* [TASK INSTRUCTIONS]: Please retype every entry below, keeping it exactly the same.

○ ○ ○

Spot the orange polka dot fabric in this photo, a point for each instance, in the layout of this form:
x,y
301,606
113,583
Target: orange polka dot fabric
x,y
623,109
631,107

○ ○ ○

* [RESULT FOR THIS TASK]:
Spot the orange polka dot fabric in this photo, a point for each instance, in the layout of this form:
x,y
301,606
113,583
Target: orange polka dot fabric
x,y
623,109
631,107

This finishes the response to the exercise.